*Текст страницы*:
* * *

Сейчас поехали в «Ашан» и всё закупили. Удобно, наверное. В результате получаем, что получаем. А если бы люди думали: «За помидорами я послезавтра поеду на дачу, сосед их продает. Сыр куплю в той сыроварне. Это сам выращу, а это есть в таком магазине…». Больше времени думаешь, выбираешь себе разных поставщиков. Необязательно платить за это большие деньги, но время надо потратить.

Вернуться к корням

Нужно в каком-то смысле вернуться к корням. Вспомнить, какие сорта растений или породы животных свойственны тому или иному российскому региону. Понять, как сделать так, чтобы этот сорт или эта порода системно могла бы оказываться у фермеров.

Потому что за каждым сортом стоит большая селекционная работа. Это только кажется, что картошка растет и растет. Нет. Картофель деградирует со временем, нужно обновлять семенной фонд. Кто это будет делать? Это отдельное семеноводческое или животноводческое племенное направление.

Провести маркетинг, чтобы люди поняли, что вообще нужно обращать внимание на породы и сорта. Приходишь в магазин – лук репчатый лежит. Какая разница, какой? А если рассказать историю, что такое даниловский лук, ростовский, романовский… В чем особенности лука, гастрономические, социальные, исторические, которые веками складывались в народной селекции в какой-то губернии. Значит, и спрос появится.

Это движение с двух сторон. С одной стороны, нужно создавать сельскохозяйственную базу возрождения местных продуктов. С другой – акцентировать внимание людей, что сорт и порода могут иметь значение, в том числе и гастрономическое. Это больше для салатов подходит, это для жарки, это в сыром виде можно есть… И кроме того, за этим стоит интересная история региона, который производит тот или иной продукт.

История – это основополагающий фактор нашей бизнес-модели. Для нас важно оповестить покупателей, что они покупают не просто лук или сыр, колбасу, говядину, топинамбур, а целый интересный мир.

* * *

*Задачи для решения*:
a. Как перевести на английский предложение из текста страницы: «Потому что за каждым сортом стоит большая селекционная работа»?
b. Верните из текста страницы фрагмент от слов «История – это» до слов «целый интересный мир.» включительно.
Данные, приведённые далее, представляют собой отдельный материал.

* * *

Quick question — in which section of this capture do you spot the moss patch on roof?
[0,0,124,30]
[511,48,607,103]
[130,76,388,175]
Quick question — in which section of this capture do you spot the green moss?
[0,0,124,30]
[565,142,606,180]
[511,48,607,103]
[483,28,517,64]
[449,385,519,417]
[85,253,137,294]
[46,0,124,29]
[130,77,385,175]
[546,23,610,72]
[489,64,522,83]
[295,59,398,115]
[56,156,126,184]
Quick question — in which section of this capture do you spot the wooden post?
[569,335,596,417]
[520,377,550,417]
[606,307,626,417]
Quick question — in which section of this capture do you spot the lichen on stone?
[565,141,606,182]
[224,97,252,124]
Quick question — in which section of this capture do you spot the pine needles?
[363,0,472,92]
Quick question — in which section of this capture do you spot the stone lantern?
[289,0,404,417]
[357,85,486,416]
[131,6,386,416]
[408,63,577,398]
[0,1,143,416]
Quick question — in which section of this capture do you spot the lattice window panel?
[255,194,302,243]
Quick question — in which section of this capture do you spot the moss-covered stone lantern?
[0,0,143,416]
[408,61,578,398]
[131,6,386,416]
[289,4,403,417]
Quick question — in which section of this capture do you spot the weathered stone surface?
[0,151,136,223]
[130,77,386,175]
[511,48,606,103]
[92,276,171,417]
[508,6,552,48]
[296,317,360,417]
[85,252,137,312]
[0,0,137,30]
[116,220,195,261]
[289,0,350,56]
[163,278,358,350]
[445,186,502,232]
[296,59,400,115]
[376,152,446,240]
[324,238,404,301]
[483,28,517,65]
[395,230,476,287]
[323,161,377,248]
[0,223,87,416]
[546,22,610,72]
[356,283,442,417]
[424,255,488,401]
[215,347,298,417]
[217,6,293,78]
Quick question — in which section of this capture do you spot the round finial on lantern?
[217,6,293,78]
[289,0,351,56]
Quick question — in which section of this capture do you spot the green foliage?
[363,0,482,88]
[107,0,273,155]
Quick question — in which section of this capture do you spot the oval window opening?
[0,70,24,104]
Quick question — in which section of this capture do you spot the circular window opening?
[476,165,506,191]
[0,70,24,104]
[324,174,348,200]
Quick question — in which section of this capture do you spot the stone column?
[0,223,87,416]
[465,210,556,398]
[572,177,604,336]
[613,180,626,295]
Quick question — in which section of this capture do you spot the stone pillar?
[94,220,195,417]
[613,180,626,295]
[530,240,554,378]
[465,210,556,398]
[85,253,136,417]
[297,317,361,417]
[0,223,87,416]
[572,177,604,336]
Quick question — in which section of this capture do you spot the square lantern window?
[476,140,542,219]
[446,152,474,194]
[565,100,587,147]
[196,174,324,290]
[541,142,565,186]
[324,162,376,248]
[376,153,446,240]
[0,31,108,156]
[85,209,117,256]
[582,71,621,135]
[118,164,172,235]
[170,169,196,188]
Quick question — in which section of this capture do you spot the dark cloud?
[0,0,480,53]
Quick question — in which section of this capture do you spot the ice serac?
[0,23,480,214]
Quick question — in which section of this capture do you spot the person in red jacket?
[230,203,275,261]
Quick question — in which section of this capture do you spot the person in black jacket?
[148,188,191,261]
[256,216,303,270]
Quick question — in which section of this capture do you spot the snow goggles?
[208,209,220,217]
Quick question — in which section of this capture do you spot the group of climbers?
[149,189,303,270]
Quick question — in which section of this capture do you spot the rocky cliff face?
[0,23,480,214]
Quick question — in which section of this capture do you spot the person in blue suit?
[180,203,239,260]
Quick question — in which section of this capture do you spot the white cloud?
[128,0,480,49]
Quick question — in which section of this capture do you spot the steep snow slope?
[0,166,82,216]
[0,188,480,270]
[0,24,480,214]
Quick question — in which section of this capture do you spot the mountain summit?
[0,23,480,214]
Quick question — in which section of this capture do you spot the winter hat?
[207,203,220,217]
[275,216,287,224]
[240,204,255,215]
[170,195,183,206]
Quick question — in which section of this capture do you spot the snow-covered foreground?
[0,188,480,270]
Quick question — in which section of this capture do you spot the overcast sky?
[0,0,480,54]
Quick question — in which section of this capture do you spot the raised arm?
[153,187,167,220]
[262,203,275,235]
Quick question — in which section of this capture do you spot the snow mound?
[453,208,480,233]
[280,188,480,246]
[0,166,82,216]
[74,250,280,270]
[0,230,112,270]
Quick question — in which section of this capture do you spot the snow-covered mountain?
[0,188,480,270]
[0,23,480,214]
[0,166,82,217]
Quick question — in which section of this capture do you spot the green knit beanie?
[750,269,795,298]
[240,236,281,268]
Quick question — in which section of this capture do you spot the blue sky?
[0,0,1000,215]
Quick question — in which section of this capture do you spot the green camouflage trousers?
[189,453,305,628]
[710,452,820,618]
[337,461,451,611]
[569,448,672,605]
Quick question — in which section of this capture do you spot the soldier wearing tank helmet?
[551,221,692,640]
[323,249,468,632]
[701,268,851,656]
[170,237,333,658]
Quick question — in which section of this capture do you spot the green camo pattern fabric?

* * *

*Ответы по задачам*:
a. Because behind every variety there is a great deal of breeding work.

b.
История – это основополагающий фактор нашей бизнес-модели. Для нас важно оповестить покупателей, что они покупают не просто лук или сыр, колбасу, говядину, топинамбур, а целый интересный мир.